• [提取文本]

§ §

2021,正月初二
过年,拜年,是中国人绕不过去的生活
庚子鼠年的除夕夜里,家人各有各的娱乐和事情,我一个人开着电视,守夜,翻着手机,偶然间看到朋友们在写过年的话题,算是怀旧吧,勾起我的回忆
时间如逝,生命如斯,转眼自己五十多了。虽然在北京有小家也已经24年,但有记忆以来,不在山东老家陪父母过年,就只有三次,第一次是99年,儿子刚出生,不便出远门,第二次是2005年,因为粘包一个国企的内讧,躲避警察的传唤,那时父母健在且年纪尚轻。这一次是响应政府号召,就地过年以利于疫情控制,几年前母亲去了,老父亲也已年过八十,身体一般,故而能陪他过的年,未来不会有几个了,想起来还是有些不安,虽然他身边不缺儿孙。

§ §

• [材料摘录]

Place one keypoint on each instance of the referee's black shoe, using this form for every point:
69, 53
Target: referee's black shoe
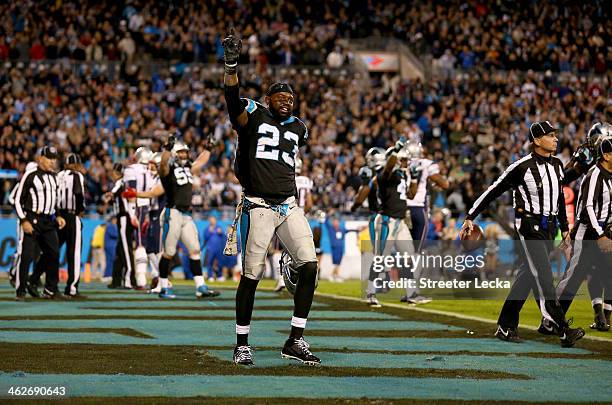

§ §

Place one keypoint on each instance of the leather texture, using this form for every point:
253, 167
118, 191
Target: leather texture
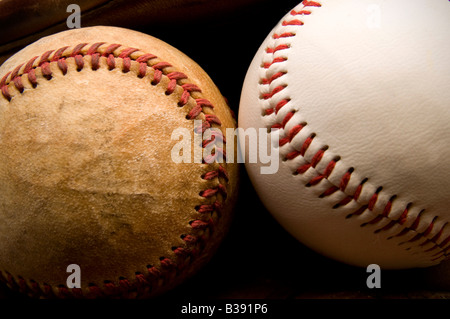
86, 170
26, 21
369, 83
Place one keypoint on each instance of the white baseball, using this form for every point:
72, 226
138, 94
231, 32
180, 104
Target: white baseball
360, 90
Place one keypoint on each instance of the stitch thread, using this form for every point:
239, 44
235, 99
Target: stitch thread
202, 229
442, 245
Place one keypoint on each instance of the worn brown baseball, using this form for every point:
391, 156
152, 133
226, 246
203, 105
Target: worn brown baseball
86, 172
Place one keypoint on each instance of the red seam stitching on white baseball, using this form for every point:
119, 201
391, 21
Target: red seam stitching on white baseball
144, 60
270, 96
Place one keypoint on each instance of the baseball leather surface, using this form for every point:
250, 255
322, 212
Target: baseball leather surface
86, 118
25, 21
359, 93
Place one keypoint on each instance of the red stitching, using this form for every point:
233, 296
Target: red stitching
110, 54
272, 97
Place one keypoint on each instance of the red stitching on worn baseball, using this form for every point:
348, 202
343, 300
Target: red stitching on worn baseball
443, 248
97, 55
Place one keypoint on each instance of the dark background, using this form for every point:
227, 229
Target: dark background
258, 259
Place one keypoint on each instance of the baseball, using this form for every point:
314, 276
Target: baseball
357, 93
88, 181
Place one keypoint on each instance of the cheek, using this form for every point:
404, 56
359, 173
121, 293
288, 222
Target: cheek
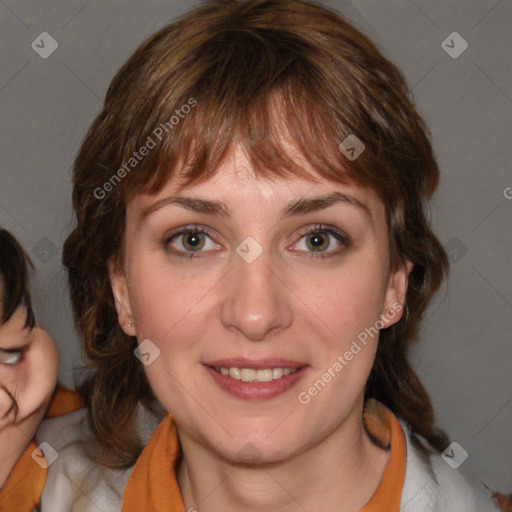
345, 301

§ §

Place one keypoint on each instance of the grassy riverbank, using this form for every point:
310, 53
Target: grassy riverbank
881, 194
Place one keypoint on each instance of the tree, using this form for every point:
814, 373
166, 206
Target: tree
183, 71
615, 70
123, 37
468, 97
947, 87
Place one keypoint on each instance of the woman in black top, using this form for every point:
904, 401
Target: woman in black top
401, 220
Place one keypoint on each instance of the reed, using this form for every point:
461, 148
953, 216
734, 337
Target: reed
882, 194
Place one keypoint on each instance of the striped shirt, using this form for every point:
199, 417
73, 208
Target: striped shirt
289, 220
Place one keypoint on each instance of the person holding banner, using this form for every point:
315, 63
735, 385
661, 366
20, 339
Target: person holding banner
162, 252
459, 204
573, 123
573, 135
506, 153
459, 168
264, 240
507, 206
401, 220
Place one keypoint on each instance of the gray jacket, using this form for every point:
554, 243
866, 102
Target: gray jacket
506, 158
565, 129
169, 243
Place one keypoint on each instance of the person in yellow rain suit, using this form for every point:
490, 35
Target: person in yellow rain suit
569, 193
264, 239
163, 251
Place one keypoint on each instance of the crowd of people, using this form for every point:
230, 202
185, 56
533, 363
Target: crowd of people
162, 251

§ §

• [待办任务] 根据上文这篇关于过年的文字,作者在北京安家已有多少年?

• [问题解答] 已经24年。